_Instrucción_. Da formato de tabla Markdown a todas las líneas de los datos siguientes, con una columna «N.º» para el número de fila y otra «Texto» para la línea. Omite las líneas en blanco.

[Extractos de un conjunto de datos de anotación de ubicaciones]
○ ○ ○
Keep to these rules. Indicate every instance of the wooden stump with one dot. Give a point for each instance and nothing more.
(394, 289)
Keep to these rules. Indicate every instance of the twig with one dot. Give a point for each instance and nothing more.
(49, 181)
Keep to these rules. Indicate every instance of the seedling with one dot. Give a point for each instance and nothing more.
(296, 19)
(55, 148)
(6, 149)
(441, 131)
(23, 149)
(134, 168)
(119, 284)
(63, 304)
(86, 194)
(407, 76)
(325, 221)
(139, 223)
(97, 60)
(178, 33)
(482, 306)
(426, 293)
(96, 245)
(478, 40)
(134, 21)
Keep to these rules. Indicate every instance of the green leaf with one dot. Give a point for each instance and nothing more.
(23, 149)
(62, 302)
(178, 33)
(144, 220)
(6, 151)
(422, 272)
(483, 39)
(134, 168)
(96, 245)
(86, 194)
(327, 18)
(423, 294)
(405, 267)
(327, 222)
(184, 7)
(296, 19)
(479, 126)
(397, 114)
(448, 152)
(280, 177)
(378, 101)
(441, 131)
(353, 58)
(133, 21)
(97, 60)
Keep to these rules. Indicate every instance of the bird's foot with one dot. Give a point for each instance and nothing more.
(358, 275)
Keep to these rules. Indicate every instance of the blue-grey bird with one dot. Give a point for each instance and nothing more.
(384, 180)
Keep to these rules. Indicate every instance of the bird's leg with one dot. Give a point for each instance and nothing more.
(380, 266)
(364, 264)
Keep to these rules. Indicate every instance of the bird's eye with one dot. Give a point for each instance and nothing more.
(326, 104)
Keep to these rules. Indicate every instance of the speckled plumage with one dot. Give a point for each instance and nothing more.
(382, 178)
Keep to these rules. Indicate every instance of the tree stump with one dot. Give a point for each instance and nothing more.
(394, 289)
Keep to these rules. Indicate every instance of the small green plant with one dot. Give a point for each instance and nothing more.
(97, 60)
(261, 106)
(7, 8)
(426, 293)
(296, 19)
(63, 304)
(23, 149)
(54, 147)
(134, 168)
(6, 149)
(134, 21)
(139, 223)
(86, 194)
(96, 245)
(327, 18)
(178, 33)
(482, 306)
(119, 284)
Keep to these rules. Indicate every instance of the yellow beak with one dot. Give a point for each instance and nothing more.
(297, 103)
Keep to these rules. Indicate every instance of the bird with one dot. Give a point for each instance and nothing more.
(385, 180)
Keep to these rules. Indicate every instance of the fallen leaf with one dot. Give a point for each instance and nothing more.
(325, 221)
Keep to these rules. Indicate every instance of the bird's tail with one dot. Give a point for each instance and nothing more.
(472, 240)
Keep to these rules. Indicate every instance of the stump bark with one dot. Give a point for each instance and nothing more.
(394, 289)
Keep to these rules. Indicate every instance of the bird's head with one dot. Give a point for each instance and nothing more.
○ ○ ○
_Respuesta_.
| N.º | Texto |
|---|---|
| 1 | Keep to these rules. Indicate every instance of the wooden stump with one dot. Give a point for each instance and nothing more. |
| 2 | (394, 289) |
| 3 | Keep to these rules. Indicate every instance of the twig with one dot. Give a point for each instance and nothing more. |
| 4 | (49, 181) |
| 5 | Keep to these rules. Indicate every instance of the seedling with one dot. Give a point for each instance and nothing more. |
| 6 | (296, 19) |
| 7 | (55, 148) |
| 8 | (6, 149) |
| 9 | (441, 131) |
| 10 | (23, 149) |
| 11 | (134, 168) |
| 12 | (119, 284) |
| 13 | (63, 304) |
| 14 | (86, 194) |
| 15 | (407, 76) |
| 16 | (325, 221) |
| 17 | (139, 223) |
| 18 | (97, 60) |
| 19 | (178, 33) |
| 20 | (482, 306) |
| 21 | (426, 293) |
| 22 | (96, 245) |
| 23 | (478, 40) |
| 24 | (134, 21) |
| 25 | Keep to these rules. Indicate every instance of the green leaf with one dot. Give a point for each instance and nothing more. |
| 26 | (23, 149) |
| 27 | (62, 302) |
| 28 | (178, 33) |
| 29 | (144, 220) |
| 30 | (6, 151) |
| 31 | (422, 272) |
| 32 | (483, 39) |
| 33 | (134, 168) |
| 34 | (96, 245) |
| 35 | (86, 194) |
| 36 | (327, 18) |
| 37 | (423, 294) |
| 38 | (405, 267) |
| 39 | (327, 222) |
| 40 | (184, 7) |
| 41 | (296, 19) |
| 42 | (479, 126) |
| 43 | (397, 114) |
| 44 | (448, 152) |
| 45 | (280, 177) |
| 46 | (378, 101) |
| 47 | (441, 131) |
| 48 | (353, 58) |
| 49 | (133, 21) |
| 50 | (97, 60) |
| 51 | Keep to these rules. Indicate every instance of the bird's foot with one dot. Give a point for each instance and nothing more. |
| 52 | (358, 275) |
| 53 | Keep to these rules. Indicate every instance of the blue-grey bird with one dot. Give a point for each instance and nothing more. |
| 54 | (384, 180) |
| 55 | Keep to these rules. Indicate every instance of the bird's leg with one dot. Give a point for each instance and nothing more. |
| 56 | (380, 266) |
| 57 | (364, 264) |
| 58 | Keep to these rules. Indicate every instance of the bird's eye with one dot. Give a point for each instance and nothing more. |
| 59 | (326, 104) |
| 60 | Keep to these rules. Indicate every instance of the speckled plumage with one dot. Give a point for each instance and nothing more. |
| 61 | (382, 178) |
| 62 | Keep to these rules. Indicate every instance of the tree stump with one dot. Give a point for each instance and nothing more. |
| 63 | (394, 289) |
| 64 | Keep to these rules. Indicate every instance of the small green plant with one dot. Give a point for each instance and nothing more. |
| 65 | (97, 60) |
| 66 | (261, 106) |
| 67 | (7, 8) |
| 68 | (426, 293) |
| 69 | (296, 19) |
| 70 | (63, 304) |
| 71 | (23, 149) |
| 72 | (54, 147) |
| 73 | (134, 168) |
| 74 | (6, 149) |
| 75 | (134, 21) |
| 76 | (139, 223) |
| 77 | (86, 194) |
| 78 | (96, 245) |
| 79 | (327, 18) |
| 80 | (178, 33) |
| 81 | (482, 306) |
| 82 | (119, 284) |
| 83 | Keep to these rules. Indicate every instance of the yellow beak with one dot. Give a point for each instance and nothing more. |
| 84 | (297, 103) |
| 85 | Keep to these rules. Indicate every instance of the bird with one dot. Give a point for each instance and nothing more. |
| 86 | (385, 180) |
| 87 | Keep to these rules. Indicate every instance of the fallen leaf with one dot. Give a point for each instance and nothing more. |
| 88 | (325, 221) |
| 89 | Keep to these rules. Indicate every instance of the bird's tail with one dot. Give a point for each instance and nothing more. |
| 90 | (472, 240) |
| 91 | Keep to these rules. Indicate every instance of the stump bark with one dot. Give a point for each instance and nothing more. |
| 92 | (394, 289) |
| 93 | Keep to these rules. Indicate every instance of the bird's head with one dot. Give a point for each instance and nothing more. |